** start of MATERIAL SUPPLIED **
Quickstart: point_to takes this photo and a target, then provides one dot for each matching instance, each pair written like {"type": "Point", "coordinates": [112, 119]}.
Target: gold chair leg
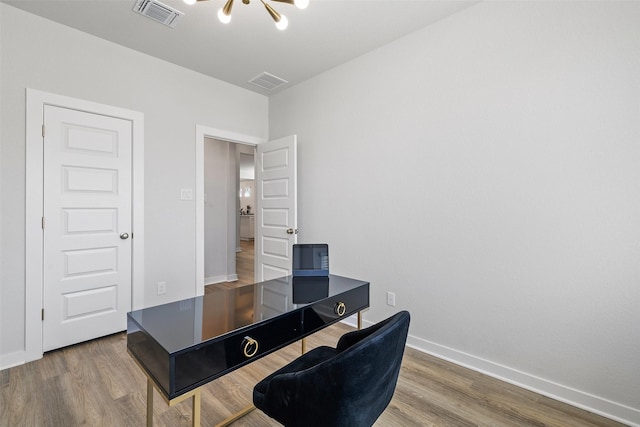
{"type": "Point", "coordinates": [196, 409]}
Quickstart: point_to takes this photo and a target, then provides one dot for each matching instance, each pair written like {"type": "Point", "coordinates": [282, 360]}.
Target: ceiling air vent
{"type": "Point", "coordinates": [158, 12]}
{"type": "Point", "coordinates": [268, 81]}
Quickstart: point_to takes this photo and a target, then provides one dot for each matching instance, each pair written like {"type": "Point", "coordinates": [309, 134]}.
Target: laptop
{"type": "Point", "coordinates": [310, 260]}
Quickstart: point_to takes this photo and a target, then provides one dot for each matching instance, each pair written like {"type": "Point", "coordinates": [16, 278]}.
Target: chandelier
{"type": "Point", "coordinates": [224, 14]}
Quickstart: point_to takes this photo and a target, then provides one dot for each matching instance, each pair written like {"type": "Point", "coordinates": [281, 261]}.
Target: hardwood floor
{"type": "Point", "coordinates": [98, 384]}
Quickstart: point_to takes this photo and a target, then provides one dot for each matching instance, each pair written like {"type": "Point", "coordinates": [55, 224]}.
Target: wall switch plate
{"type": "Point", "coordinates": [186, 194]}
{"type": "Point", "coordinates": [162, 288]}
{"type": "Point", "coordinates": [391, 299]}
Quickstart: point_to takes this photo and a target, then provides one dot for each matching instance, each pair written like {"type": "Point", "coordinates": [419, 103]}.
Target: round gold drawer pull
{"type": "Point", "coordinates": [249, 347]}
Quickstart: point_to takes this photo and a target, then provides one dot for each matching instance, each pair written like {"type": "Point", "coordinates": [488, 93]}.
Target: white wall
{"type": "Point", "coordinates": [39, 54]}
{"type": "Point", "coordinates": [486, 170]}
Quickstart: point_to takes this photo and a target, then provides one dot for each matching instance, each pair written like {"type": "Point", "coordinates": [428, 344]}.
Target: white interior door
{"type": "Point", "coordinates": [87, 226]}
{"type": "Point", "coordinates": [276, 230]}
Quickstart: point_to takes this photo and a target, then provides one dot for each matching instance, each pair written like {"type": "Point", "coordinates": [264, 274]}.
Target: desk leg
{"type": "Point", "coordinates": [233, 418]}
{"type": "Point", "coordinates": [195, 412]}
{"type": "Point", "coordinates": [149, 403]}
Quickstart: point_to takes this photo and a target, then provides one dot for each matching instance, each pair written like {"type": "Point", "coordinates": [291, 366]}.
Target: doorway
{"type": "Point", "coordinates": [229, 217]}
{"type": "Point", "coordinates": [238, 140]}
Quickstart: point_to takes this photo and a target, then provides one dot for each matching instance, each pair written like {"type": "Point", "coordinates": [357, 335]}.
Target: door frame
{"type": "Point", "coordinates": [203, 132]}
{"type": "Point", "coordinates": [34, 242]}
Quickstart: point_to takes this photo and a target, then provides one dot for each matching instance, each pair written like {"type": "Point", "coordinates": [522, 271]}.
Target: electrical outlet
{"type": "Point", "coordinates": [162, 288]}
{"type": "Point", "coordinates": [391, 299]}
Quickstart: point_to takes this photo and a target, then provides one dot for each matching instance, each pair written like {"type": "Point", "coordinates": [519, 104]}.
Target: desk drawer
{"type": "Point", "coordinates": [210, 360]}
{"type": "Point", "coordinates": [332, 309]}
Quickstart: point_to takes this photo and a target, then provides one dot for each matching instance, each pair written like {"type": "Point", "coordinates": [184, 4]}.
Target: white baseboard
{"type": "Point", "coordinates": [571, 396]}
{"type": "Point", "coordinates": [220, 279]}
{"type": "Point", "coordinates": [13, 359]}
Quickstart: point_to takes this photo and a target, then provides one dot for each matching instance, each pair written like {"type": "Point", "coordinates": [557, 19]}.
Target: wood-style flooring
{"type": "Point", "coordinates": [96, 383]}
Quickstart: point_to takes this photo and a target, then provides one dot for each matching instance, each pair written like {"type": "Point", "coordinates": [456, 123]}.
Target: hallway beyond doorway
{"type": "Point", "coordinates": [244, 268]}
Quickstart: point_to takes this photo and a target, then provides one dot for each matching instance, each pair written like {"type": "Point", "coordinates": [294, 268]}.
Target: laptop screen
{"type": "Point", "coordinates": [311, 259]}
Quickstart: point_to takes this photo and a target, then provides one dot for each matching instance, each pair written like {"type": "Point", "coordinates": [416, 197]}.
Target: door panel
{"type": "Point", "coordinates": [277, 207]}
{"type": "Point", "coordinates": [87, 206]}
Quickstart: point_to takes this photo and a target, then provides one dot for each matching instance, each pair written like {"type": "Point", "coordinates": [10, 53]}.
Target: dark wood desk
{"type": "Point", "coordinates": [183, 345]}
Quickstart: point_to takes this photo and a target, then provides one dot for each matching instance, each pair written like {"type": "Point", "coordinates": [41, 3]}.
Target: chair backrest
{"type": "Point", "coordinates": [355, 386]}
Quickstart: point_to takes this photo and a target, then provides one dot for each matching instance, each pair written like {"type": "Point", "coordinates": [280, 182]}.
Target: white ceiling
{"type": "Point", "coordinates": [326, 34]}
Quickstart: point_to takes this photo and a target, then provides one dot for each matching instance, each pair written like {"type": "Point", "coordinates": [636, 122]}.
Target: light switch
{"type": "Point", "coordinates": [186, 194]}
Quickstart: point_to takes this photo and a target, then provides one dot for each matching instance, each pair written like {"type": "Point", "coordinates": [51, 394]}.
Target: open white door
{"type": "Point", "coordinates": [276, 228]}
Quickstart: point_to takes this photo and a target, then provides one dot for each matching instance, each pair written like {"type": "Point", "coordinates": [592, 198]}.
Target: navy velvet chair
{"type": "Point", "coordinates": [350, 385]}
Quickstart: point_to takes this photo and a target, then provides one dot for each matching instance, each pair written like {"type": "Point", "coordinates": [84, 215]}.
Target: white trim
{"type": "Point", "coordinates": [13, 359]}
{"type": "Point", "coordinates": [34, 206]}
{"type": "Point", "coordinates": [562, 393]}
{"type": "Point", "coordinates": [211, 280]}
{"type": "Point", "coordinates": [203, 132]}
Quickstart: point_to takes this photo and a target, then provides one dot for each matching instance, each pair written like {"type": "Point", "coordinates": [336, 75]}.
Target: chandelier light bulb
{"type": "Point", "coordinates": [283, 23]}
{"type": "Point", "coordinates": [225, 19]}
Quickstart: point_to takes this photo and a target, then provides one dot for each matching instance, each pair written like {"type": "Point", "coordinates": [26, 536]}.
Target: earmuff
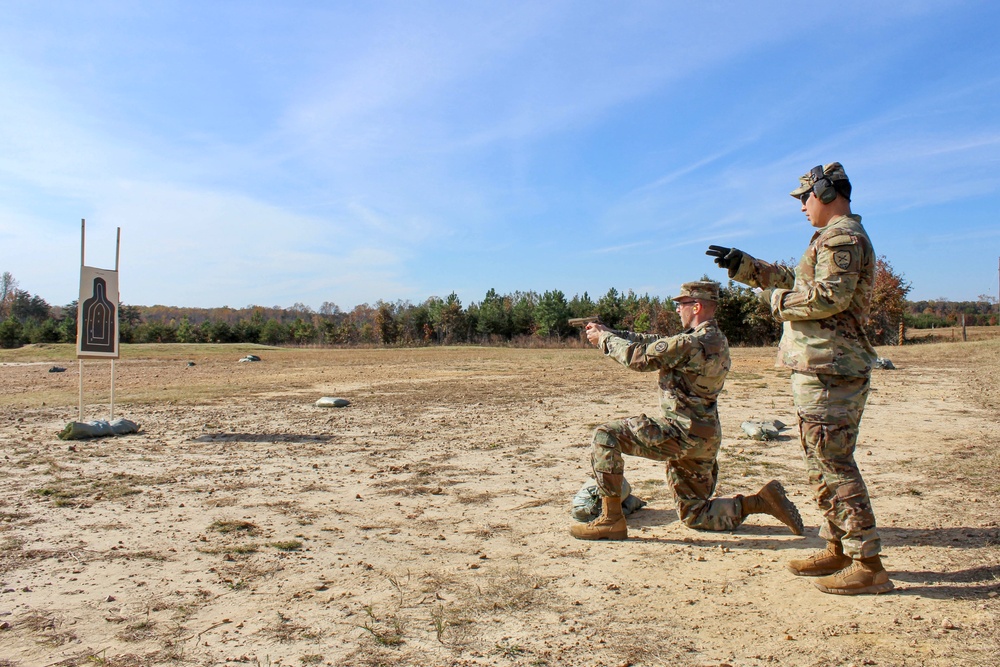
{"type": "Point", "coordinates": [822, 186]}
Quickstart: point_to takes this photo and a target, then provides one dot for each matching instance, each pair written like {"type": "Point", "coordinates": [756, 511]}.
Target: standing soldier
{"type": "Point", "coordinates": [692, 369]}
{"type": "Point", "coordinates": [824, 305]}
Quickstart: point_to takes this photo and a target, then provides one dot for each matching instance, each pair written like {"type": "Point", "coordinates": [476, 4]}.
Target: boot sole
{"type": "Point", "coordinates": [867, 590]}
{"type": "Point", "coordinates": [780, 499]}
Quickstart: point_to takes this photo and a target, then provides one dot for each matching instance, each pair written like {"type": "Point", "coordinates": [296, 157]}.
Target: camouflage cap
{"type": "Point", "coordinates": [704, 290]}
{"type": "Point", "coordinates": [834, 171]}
** end of MATERIAL SUPPLIED **
** start of MATERIAL SUPPLIED **
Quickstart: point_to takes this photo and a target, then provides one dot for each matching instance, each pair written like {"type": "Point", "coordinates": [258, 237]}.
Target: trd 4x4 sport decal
** end of MATERIAL SUPPLIED **
**WRITTEN INSTRUCTION:**
Please pick out every line of the data above that contains the word "chandelier", and copy each of those lines in full.

**SOLUTION FOR THIS EXERCISE:**
Target: chandelier
Target: chandelier light bulb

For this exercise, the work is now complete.